TEXT SECTION:
Many health care facilities in the United States are owned or operated by religious institutions. About twenty percent of all hospital beds in the United States are owned or controlled by the Catholic church. Religious health care facilities sometimes opt to give their religious authorities the final say over the provision of health care services. Religious restrictions on the provision of health care are enforced not only on hospitals, but also on HMOs, universities, and social services agencies, which provides a significant amount of care to poor and lower income communities.
Enforcing equal standards of care has been further hindered by an increase in the number of states with health provider conscience laws. Maryland is one of the states with a health provider conscience law. Both individual and institutional health care providers in Maryland can refuse to provide their customers with "artificial insemination, sterilization, or termination of pregnancy" [MD. CODE ANN., HEALTH-GEN. § 20-214].
The role of religious institutions in trying to restrict citizen access to health care options does not stop with conscience clauses. Some religious institutions object to allowing doctors to prescribe a fatal dose of barbiturates for the purpose of hastening the voluntary death of terminally ill people. For some people, their religious beliefs only make sense to them if length of life always takes priority over the quality of life. Other people think surviving as long as possible will sometimes be a misplaced goal for terminally ill people. The strength of the religious lobby in the U.S. ensures that the only way most states can pass and enforce a law to accommodate the latter people is by including a conscience clause to accommodate the former group of people who also work in health care.

LIST OF TASKS:
1. According to the text on religion and health care, what share of U.S. hospital beds does the Catholic church own or control?
2. Edit the text on religion and health care starting at "The role of" and ending at "in health care.", changing "barbiturates" to "sedatives".
Rely only on the text on religion and health care.

ENTRIES SHOWN:
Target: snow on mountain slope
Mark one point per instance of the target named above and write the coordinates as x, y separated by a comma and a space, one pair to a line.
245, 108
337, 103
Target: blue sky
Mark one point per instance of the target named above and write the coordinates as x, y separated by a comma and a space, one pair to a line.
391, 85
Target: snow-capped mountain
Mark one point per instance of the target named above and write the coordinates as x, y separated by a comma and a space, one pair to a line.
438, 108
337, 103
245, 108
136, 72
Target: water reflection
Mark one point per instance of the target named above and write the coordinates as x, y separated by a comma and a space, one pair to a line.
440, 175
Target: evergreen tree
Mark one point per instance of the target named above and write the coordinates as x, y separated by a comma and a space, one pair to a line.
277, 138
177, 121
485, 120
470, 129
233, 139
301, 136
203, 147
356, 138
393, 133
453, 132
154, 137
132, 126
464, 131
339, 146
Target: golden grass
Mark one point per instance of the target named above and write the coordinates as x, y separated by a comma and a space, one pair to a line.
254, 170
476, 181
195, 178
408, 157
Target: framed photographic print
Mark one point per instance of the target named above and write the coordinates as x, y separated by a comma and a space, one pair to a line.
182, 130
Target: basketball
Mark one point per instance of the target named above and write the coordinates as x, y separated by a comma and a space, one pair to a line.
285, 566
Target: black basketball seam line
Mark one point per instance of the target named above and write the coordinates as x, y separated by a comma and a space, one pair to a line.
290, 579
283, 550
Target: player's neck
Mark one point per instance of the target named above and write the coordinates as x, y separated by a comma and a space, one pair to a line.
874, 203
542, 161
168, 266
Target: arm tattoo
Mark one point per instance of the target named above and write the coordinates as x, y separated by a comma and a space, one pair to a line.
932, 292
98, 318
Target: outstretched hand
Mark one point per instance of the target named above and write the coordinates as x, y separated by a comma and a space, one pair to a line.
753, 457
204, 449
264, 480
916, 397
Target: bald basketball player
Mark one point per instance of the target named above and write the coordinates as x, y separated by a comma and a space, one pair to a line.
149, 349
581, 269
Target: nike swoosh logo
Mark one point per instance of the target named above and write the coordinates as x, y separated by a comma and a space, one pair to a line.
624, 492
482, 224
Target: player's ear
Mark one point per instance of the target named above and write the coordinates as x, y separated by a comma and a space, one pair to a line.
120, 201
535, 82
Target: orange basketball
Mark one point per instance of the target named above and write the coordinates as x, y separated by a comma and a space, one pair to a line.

ANSWERS GIVEN:
1. About twenty percent.

2.
The role of religious institutions in trying to restrict citizen access to health care options does not stop with conscience clauses. Some religious institutions object to allowing doctors to prescribe a fatal dose of sedatives for the purpose of hastening the voluntary death of terminally ill people. For some people, their religious beliefs only make sense to them if length of life always takes priority over the quality of life. Other people think surviving as long as possible will sometimes be a misplaced goal for terminally ill people. The strength of the religious lobby in the U.S. ensures that the only way most states can pass and enforce a law to accommodate the latter people is by including a conscience clause to accommodate the former group of people who also work in health care.